#### Problem to work on:
Please gather every line in the rows below that contains the word "hood", matching case exactly, and copy each one out in full.

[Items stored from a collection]
· · · · · · ·
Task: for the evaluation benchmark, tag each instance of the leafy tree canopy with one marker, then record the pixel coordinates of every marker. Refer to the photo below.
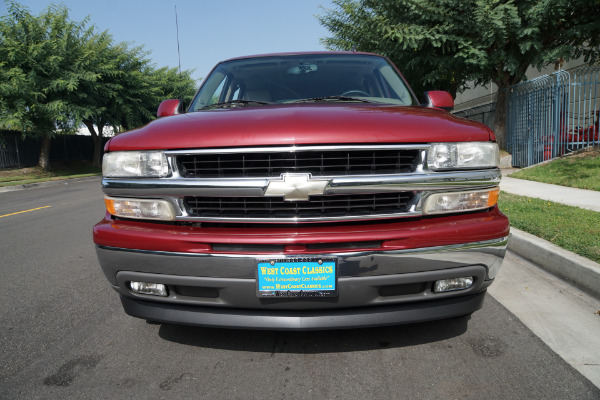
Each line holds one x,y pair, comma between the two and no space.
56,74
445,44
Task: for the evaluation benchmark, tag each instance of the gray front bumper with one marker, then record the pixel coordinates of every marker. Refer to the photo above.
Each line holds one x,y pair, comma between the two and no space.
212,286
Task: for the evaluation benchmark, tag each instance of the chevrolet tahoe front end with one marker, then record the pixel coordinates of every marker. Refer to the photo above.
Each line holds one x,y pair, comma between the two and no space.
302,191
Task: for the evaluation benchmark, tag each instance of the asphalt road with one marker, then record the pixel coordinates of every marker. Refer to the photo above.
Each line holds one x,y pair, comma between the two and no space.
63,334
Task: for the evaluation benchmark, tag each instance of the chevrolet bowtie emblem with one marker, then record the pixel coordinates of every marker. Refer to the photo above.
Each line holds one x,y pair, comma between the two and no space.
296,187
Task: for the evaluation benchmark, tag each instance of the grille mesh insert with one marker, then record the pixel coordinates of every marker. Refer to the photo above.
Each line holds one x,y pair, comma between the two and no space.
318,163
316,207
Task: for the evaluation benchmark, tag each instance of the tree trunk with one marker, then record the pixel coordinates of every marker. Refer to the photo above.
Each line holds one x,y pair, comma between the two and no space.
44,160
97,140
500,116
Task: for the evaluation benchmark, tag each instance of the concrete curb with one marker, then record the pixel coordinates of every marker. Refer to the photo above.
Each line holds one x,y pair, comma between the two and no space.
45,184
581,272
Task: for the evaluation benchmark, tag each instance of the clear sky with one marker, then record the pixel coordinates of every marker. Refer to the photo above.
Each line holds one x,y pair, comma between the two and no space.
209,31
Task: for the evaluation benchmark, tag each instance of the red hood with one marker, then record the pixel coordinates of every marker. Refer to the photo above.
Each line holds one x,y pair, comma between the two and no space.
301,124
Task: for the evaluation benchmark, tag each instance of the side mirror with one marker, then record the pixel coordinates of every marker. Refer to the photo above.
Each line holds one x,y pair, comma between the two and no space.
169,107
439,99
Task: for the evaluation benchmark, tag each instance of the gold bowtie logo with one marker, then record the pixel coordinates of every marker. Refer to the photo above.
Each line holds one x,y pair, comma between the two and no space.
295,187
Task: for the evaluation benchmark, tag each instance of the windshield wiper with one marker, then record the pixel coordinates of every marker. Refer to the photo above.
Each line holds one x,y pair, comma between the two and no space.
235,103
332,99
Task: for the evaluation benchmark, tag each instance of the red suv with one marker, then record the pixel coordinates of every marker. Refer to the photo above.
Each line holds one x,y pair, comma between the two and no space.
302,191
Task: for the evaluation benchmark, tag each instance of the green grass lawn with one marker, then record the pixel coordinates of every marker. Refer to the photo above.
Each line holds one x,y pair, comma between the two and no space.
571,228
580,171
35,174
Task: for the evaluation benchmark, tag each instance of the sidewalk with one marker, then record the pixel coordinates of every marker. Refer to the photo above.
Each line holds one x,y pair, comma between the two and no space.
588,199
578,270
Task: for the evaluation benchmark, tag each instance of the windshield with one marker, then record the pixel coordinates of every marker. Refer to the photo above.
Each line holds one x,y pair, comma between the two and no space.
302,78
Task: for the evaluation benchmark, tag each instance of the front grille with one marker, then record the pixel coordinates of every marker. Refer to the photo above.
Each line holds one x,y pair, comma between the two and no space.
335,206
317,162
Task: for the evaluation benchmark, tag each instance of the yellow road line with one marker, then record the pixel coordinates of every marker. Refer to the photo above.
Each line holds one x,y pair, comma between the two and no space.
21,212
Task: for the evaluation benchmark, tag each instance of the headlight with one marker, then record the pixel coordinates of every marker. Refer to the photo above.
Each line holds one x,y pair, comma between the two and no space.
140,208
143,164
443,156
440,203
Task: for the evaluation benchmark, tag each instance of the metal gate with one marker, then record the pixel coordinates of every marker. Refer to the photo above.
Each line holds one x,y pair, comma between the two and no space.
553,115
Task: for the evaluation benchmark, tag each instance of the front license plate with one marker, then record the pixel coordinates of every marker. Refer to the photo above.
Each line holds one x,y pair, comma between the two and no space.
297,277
· · · · · · ·
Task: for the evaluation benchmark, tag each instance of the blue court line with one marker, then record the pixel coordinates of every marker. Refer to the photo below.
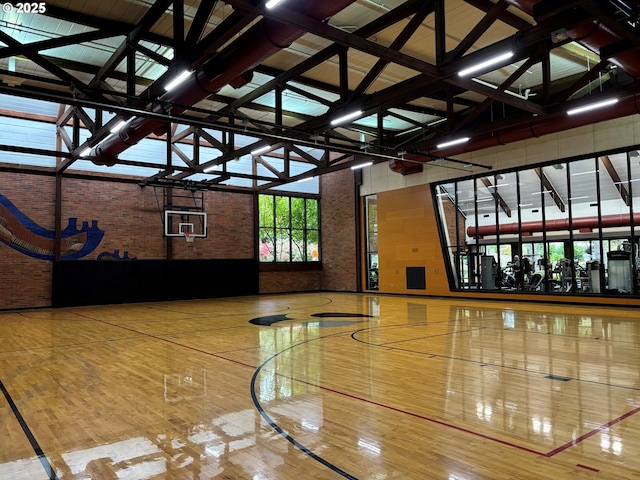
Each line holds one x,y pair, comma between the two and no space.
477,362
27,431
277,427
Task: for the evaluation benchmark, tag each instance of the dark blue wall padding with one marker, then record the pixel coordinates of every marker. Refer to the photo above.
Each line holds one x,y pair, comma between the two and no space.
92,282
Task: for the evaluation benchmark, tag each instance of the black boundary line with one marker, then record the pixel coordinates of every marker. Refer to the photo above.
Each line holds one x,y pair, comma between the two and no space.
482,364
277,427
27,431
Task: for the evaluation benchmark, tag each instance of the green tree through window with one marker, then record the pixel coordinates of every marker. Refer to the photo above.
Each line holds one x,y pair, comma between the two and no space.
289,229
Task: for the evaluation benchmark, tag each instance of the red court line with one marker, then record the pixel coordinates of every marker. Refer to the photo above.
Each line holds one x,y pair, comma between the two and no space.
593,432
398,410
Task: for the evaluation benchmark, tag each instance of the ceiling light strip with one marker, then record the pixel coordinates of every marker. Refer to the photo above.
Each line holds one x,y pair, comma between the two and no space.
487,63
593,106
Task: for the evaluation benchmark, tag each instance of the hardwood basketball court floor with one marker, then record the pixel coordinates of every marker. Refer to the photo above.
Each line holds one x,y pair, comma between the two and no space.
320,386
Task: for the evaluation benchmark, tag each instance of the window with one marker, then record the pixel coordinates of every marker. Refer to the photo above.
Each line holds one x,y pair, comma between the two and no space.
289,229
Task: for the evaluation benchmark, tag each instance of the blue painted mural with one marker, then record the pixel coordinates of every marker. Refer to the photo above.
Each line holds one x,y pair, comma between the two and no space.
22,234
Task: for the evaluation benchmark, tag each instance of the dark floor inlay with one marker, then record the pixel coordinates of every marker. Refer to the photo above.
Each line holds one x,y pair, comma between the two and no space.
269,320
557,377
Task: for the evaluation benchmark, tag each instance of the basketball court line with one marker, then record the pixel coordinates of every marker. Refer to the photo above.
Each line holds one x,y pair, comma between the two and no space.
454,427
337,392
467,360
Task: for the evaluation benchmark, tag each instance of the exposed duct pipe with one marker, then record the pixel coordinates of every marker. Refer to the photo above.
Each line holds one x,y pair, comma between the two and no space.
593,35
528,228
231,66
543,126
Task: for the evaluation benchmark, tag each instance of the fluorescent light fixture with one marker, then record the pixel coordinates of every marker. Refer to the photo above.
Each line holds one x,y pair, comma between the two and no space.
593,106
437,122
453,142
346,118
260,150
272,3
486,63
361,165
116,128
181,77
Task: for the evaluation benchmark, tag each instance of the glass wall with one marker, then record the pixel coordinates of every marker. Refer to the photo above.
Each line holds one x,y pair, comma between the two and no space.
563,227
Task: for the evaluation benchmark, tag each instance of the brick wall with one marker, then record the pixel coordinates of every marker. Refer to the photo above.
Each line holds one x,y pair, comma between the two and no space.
· · · · · · ·
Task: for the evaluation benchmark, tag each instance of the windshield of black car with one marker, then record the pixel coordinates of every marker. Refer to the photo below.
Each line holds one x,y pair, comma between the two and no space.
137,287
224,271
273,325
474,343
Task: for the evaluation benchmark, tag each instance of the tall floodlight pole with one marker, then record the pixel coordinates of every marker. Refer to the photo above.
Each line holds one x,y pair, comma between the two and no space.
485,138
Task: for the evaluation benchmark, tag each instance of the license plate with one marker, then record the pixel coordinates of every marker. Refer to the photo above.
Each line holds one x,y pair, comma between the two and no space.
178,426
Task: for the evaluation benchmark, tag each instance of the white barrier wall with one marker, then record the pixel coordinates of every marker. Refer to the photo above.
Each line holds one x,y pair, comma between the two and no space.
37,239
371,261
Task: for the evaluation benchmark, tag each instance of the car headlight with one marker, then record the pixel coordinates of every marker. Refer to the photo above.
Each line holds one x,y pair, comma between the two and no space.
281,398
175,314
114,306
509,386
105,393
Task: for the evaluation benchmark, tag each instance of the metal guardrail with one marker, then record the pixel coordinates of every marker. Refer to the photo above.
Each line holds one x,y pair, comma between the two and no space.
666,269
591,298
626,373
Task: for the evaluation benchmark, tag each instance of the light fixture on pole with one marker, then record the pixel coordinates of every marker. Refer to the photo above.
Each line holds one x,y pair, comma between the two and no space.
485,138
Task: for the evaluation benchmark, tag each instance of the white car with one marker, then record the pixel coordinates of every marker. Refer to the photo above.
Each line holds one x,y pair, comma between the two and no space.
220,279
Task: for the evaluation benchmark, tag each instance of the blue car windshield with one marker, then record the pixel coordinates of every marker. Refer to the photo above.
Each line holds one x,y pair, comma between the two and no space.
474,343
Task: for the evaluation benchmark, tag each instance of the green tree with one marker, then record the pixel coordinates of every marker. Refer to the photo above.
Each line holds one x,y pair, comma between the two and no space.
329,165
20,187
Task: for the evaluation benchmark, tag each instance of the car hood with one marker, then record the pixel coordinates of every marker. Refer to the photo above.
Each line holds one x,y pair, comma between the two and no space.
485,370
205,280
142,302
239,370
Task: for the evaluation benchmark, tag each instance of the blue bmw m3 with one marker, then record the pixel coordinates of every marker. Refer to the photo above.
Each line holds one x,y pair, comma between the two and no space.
· · · · · · ·
#### Task result:
Task: for the evaluation benchmark, tag each instance of the red hood with one marker, then record the pixel coordinates of every marker. Refer to the photo above.
Task: for the evaluation benchmark, tag each instance of the car hood with one marker, then record the pixel coordinates of every marker. Refer to the photo above.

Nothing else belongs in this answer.